Give back the line where "Can you see the white ceramic" appears and all the lines after it until the listing ends, unchanged and with nothing else.

Extracted records:
------------------------------------------------------------------------

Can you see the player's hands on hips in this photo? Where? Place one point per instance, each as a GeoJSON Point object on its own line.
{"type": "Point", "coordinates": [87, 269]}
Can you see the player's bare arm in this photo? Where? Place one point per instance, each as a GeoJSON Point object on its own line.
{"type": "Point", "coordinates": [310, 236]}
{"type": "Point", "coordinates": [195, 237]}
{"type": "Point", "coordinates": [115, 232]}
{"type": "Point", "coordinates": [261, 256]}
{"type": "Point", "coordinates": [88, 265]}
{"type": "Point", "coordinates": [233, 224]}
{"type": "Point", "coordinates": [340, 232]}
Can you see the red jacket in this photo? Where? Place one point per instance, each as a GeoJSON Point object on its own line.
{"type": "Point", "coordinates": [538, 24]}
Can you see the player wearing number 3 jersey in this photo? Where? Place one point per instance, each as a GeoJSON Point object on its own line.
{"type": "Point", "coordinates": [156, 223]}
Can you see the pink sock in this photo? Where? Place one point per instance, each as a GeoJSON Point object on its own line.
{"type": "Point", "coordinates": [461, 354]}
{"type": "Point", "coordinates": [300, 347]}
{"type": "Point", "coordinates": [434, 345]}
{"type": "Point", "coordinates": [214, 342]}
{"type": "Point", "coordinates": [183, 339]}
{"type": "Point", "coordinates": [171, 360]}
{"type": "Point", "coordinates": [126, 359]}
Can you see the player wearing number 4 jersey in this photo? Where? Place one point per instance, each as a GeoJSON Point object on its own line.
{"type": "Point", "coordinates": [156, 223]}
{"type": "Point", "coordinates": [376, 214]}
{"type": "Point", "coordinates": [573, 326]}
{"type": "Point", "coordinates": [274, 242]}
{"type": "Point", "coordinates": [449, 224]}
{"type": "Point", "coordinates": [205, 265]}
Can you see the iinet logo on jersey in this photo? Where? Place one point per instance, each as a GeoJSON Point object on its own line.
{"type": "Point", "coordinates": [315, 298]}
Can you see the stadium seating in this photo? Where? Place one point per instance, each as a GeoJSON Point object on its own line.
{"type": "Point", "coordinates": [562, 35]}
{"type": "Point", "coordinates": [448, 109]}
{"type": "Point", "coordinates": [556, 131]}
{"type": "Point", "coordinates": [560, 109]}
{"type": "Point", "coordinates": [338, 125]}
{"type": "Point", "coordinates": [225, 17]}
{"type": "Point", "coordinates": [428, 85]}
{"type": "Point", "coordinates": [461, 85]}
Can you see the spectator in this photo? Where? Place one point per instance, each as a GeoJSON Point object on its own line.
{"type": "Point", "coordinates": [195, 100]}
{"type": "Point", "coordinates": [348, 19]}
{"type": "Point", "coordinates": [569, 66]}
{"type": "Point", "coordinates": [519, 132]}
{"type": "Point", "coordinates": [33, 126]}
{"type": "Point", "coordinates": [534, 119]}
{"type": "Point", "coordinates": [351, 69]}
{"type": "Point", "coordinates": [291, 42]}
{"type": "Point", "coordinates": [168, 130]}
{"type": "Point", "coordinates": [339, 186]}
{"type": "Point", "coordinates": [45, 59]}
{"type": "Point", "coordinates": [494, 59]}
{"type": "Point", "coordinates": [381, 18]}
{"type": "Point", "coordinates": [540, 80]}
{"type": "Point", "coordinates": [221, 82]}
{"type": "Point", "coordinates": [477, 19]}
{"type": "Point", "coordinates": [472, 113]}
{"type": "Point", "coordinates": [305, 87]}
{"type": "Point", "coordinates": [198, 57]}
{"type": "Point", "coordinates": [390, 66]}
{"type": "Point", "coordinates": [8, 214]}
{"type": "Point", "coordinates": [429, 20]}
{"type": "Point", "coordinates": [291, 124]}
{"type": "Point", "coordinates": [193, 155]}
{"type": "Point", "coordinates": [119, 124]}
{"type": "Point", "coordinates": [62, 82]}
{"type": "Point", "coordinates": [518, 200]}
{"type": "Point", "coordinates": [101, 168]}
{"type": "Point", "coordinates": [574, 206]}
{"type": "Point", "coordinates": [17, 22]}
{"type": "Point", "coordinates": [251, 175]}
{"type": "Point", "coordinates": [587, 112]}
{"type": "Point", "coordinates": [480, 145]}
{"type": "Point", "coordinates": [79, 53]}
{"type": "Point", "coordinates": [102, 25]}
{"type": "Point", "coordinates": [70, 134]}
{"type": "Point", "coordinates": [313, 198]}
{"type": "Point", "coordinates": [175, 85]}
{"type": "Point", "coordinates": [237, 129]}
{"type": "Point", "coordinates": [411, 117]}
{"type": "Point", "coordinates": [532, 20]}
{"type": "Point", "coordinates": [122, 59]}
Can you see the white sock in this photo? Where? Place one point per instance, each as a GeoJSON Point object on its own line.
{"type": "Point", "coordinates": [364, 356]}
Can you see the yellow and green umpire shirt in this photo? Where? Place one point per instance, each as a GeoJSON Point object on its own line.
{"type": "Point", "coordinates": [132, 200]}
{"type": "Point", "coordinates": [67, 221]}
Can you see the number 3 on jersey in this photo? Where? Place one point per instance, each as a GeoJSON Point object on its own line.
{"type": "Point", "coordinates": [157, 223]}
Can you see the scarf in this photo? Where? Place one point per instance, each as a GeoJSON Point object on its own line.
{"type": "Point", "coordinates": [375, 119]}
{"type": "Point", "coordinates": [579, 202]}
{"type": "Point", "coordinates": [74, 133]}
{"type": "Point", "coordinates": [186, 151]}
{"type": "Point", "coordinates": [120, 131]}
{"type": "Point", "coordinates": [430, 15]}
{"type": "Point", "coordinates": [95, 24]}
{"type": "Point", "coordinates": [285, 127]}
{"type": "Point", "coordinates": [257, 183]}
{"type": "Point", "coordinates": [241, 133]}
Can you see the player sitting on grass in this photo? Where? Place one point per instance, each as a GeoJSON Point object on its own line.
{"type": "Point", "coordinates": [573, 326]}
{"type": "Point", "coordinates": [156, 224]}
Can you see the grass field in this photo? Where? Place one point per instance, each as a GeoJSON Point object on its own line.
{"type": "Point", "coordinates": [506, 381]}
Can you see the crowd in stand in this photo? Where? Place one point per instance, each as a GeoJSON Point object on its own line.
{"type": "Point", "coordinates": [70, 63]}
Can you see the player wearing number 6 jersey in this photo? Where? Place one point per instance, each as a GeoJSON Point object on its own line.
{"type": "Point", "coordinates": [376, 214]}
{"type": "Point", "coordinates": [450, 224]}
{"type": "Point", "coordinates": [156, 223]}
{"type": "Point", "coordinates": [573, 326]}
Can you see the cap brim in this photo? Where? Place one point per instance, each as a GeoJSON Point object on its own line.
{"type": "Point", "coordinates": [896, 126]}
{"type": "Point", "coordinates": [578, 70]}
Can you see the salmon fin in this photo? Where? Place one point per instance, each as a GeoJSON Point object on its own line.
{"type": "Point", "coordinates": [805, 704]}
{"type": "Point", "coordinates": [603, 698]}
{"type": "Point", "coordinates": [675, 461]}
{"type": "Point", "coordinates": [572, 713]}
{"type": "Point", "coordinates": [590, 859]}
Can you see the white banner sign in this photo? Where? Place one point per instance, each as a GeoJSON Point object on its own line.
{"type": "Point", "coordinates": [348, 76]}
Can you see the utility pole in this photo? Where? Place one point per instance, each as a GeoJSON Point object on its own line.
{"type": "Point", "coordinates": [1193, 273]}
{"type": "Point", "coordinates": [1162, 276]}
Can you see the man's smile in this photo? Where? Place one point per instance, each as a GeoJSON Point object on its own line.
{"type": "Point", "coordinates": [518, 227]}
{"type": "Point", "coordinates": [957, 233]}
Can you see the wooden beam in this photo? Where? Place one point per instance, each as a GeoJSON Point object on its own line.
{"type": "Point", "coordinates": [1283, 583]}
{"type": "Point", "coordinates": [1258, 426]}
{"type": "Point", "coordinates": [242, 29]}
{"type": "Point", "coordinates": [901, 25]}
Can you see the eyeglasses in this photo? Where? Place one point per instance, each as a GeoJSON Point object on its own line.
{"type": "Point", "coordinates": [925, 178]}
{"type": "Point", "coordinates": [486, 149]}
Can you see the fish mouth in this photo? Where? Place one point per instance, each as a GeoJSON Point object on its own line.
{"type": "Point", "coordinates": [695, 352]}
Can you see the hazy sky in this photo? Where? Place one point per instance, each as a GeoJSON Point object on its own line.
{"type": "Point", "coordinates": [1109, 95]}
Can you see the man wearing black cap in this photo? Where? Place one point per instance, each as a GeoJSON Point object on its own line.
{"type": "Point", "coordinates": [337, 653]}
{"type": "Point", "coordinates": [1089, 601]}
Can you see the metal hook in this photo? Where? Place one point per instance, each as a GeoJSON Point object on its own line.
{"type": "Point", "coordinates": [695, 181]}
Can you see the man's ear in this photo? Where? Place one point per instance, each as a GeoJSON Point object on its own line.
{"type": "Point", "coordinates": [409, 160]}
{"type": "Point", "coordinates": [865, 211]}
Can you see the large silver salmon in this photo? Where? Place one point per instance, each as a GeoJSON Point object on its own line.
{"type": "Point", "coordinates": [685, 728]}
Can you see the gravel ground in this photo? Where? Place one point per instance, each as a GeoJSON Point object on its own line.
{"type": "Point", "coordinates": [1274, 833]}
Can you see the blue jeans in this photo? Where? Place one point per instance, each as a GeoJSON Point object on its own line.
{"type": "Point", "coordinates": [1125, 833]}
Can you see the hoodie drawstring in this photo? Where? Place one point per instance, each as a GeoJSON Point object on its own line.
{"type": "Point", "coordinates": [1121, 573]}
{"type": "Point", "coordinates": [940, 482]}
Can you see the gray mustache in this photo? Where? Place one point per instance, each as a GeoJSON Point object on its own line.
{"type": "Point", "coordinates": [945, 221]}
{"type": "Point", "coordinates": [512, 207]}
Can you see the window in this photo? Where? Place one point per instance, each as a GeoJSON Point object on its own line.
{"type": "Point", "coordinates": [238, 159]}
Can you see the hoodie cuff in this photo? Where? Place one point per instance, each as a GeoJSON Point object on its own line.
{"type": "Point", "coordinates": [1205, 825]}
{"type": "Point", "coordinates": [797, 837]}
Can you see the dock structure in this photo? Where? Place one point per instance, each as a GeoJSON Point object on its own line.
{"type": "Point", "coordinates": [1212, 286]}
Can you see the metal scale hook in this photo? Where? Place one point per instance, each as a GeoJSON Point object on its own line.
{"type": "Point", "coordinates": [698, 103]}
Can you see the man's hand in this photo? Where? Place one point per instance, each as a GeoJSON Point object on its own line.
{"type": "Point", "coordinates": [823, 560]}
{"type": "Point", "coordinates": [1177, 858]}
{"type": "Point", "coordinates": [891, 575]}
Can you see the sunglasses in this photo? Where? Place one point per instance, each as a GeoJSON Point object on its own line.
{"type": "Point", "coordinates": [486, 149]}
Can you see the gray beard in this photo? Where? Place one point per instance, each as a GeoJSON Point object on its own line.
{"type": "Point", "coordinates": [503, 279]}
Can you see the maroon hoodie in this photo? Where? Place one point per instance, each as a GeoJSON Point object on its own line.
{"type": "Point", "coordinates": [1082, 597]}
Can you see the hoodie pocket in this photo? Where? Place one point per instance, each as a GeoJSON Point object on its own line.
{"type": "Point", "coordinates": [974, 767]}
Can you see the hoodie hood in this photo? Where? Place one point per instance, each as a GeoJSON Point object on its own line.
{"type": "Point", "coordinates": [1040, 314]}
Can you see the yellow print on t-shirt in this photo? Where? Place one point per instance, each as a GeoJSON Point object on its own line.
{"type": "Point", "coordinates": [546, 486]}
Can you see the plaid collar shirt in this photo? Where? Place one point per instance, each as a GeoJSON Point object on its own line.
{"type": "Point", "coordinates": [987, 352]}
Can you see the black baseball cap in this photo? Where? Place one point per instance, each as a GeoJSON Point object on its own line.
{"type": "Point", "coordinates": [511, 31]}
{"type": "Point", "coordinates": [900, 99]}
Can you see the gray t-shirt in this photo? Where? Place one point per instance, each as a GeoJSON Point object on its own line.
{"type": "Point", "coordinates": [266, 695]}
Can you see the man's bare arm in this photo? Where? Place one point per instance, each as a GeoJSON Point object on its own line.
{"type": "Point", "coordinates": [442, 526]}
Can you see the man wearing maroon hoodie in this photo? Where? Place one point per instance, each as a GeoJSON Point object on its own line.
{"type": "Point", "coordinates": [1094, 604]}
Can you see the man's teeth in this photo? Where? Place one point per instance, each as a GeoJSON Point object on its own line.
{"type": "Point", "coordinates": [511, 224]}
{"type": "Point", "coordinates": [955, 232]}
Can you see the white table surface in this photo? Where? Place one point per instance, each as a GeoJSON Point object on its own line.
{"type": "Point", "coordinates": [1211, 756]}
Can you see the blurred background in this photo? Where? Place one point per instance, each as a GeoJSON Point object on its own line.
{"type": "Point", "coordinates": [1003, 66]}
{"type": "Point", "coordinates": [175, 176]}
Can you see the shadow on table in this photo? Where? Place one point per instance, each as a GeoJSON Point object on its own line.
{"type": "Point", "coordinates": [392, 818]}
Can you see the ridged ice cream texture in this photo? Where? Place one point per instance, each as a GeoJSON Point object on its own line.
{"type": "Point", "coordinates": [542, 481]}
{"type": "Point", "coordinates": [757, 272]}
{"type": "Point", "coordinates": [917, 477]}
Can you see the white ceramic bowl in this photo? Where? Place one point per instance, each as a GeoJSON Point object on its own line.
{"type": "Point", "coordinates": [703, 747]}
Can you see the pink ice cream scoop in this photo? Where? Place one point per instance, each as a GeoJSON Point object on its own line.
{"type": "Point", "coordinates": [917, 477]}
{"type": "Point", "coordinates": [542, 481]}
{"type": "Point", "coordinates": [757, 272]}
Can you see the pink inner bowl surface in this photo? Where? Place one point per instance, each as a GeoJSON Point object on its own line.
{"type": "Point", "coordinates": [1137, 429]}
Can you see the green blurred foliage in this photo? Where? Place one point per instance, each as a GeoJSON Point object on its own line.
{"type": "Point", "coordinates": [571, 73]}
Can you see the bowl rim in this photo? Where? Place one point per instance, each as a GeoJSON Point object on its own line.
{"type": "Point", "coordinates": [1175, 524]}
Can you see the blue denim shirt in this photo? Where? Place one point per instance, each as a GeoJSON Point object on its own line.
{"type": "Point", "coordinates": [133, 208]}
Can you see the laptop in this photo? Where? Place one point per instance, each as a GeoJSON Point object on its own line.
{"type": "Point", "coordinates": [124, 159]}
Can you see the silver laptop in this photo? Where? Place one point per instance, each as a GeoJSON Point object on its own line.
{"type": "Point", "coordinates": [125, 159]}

------------------------------------------------------------------------

Written answer:
Can you see the white ceramic bowl in this photo? Where? Place one point per instance, each as a GeoJSON Point object on its own line.
{"type": "Point", "coordinates": [703, 747]}
Can you see the pink ice cream scoop in this photo? Where? Place one point per instance, each as a GeoJSON Point object on its own line.
{"type": "Point", "coordinates": [917, 477]}
{"type": "Point", "coordinates": [542, 481]}
{"type": "Point", "coordinates": [757, 272]}
Can you see the pink inner bowl surface in this photo? Where? Place one point per instance, each as a GeoJSON Point object on its own line.
{"type": "Point", "coordinates": [1137, 429]}
Can you see the green blurred foliage in this photo? Where? Place one point per instance, each as a GeoJSON Point object on its own line.
{"type": "Point", "coordinates": [571, 73]}
Can you see the bowl rim in this photo? Where? Place one point per instance, each as a GeoJSON Point object on its own line.
{"type": "Point", "coordinates": [1175, 524]}
Can you see the blue denim shirt in this photo? Where? Place one point per instance, each as a GeoJSON Point object on its own line.
{"type": "Point", "coordinates": [133, 208]}
Can you see the laptop in this photo? Where? Place one point per instance, each as a GeoJSON Point object on its own line.
{"type": "Point", "coordinates": [124, 159]}
Can you see the silver laptop in this photo? Where? Place one point per instance, each as a GeoJSON Point object on its own line.
{"type": "Point", "coordinates": [125, 159]}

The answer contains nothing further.